Please rewrite the data from its start up to and including the line with "pixel 417 158", substituting "black suv" for "dark suv" and leaving everything else unchanged. Omit the pictures from your answer.
********************
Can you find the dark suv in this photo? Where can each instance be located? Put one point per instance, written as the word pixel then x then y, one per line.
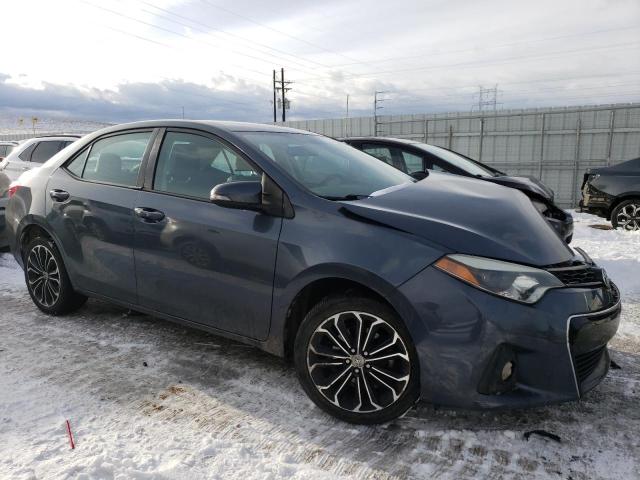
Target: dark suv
pixel 614 193
pixel 381 289
pixel 417 158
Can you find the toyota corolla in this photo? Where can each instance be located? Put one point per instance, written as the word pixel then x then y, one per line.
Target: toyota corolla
pixel 383 290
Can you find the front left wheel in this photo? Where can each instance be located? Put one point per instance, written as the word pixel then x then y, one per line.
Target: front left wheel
pixel 355 360
pixel 47 279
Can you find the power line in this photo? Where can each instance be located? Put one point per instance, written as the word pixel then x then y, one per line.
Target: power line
pixel 483 63
pixel 487 97
pixel 376 106
pixel 281 86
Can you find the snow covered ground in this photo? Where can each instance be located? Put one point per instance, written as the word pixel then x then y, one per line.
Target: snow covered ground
pixel 151 400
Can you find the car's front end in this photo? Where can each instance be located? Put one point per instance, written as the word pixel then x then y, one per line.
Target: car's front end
pixel 561 220
pixel 509 316
pixel 488 351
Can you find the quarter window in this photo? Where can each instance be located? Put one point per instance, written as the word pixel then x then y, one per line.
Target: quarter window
pixel 192 165
pixel 116 159
pixel 77 164
pixel 392 156
pixel 25 155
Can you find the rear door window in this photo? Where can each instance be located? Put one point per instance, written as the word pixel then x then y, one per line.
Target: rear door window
pixel 45 150
pixel 116 160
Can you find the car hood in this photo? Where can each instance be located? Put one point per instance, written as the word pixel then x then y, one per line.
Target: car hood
pixel 524 184
pixel 465 215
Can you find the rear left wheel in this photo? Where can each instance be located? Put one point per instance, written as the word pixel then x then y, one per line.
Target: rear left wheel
pixel 355 360
pixel 47 280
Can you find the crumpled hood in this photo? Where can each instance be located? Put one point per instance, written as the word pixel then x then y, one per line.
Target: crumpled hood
pixel 465 215
pixel 524 184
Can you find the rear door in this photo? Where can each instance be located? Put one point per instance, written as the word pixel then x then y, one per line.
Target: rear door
pixel 196 260
pixel 90 206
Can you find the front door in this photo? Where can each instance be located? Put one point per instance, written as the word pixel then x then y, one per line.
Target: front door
pixel 196 260
pixel 90 206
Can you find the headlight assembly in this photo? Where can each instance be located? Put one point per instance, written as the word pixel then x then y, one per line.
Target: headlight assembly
pixel 509 280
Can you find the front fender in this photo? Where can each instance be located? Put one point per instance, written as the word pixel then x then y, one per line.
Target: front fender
pixel 284 296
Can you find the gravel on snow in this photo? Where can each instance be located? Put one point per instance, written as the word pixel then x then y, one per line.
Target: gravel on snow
pixel 148 399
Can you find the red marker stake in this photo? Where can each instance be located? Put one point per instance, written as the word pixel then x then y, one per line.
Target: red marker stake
pixel 70 435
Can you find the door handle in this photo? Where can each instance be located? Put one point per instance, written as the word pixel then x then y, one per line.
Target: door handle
pixel 149 214
pixel 59 195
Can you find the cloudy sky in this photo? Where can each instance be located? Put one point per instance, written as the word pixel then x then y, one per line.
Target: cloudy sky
pixel 120 60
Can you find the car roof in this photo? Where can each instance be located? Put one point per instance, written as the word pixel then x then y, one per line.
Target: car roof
pixel 47 138
pixel 404 141
pixel 217 124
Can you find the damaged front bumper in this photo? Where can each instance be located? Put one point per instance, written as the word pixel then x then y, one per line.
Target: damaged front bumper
pixel 478 350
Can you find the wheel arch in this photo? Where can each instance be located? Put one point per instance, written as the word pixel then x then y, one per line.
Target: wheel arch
pixel 30 228
pixel 308 289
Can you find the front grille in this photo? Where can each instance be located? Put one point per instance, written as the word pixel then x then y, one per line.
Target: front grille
pixel 583 276
pixel 586 363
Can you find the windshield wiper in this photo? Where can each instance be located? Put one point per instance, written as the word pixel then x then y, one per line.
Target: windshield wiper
pixel 350 196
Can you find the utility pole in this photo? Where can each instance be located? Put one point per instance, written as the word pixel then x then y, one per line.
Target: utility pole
pixel 280 86
pixel 487 97
pixel 284 100
pixel 275 106
pixel 345 132
pixel 376 107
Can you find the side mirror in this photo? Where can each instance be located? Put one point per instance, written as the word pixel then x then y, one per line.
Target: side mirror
pixel 244 195
pixel 420 175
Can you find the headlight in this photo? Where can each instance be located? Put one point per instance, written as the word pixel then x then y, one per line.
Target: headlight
pixel 509 280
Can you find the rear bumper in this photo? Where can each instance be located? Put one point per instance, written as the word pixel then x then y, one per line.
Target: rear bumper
pixel 464 338
pixel 595 201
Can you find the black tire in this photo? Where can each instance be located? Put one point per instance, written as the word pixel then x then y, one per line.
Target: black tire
pixel 626 215
pixel 48 298
pixel 362 382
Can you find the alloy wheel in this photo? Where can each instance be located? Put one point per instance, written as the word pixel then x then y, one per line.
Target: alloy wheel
pixel 358 362
pixel 629 217
pixel 43 275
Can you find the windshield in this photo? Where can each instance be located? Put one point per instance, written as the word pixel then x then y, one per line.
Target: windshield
pixel 326 167
pixel 463 163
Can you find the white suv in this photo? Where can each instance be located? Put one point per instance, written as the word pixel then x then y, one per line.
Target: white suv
pixel 33 153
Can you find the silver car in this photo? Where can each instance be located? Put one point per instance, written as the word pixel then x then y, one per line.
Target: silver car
pixel 33 153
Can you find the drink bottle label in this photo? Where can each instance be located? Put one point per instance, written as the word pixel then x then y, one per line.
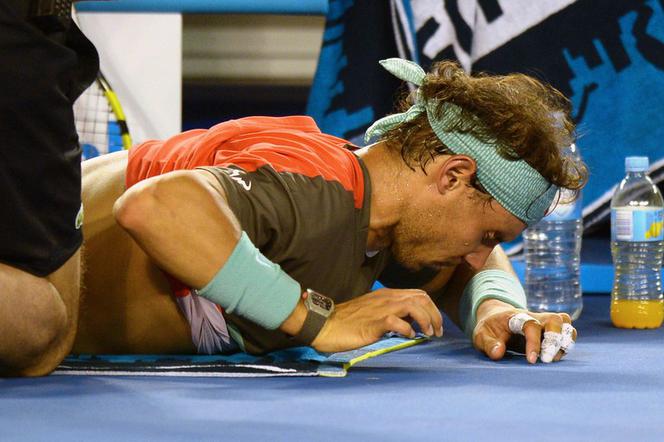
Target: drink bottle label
pixel 637 224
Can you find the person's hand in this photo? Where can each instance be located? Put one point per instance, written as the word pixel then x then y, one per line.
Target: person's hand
pixel 364 320
pixel 501 327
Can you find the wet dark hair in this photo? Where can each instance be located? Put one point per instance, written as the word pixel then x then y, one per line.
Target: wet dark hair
pixel 528 119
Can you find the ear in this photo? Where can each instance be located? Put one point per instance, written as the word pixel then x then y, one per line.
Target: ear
pixel 457 170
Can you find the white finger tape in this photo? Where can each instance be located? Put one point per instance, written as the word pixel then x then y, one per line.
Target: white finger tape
pixel 567 342
pixel 517 322
pixel 550 346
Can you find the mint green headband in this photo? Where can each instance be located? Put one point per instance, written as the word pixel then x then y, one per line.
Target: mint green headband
pixel 513 183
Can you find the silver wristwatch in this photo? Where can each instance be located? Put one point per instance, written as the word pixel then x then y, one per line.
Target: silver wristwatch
pixel 319 308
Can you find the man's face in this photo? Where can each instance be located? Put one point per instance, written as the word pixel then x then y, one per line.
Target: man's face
pixel 445 229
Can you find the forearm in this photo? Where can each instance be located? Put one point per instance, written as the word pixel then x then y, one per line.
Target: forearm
pixel 447 290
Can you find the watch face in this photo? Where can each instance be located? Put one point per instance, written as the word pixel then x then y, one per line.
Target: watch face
pixel 322 302
pixel 319 303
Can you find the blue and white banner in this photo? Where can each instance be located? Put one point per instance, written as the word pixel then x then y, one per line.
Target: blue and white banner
pixel 606 56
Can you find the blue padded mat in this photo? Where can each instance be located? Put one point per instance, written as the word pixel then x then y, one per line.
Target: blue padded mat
pixel 299 361
pixel 611 388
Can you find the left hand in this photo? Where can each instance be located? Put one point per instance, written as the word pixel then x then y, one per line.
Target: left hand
pixel 492 333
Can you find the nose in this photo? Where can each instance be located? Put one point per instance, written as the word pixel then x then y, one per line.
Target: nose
pixel 477 258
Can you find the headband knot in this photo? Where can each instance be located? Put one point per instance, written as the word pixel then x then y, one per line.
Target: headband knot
pixel 517 186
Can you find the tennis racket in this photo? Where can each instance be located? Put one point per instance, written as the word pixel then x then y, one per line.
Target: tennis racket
pixel 100 121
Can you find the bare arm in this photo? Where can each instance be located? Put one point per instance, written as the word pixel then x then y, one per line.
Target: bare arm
pixel 446 289
pixel 182 220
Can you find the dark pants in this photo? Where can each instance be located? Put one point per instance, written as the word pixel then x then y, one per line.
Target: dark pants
pixel 41 75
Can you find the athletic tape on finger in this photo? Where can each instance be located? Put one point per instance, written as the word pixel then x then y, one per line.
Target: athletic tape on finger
pixel 517 322
pixel 550 346
pixel 567 342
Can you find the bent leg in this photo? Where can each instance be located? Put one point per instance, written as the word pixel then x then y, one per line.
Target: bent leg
pixel 38 318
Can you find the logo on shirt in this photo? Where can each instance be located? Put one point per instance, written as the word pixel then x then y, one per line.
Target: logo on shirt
pixel 238 176
pixel 78 222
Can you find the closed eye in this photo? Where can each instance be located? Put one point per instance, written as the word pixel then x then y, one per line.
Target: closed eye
pixel 492 239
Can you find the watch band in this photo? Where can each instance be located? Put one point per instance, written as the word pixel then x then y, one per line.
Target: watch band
pixel 313 323
pixel 319 308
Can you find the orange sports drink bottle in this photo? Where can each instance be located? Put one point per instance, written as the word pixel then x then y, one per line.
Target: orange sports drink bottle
pixel 637 244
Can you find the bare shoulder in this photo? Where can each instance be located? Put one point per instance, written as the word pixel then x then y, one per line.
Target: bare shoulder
********************
» **Expected output**
Can you find the black suv in this photo? Where can each instance be located? Put one point per instance, written as the word pixel then x then y, one per line.
Target: black suv
pixel 614 193
pixel 381 289
pixel 417 158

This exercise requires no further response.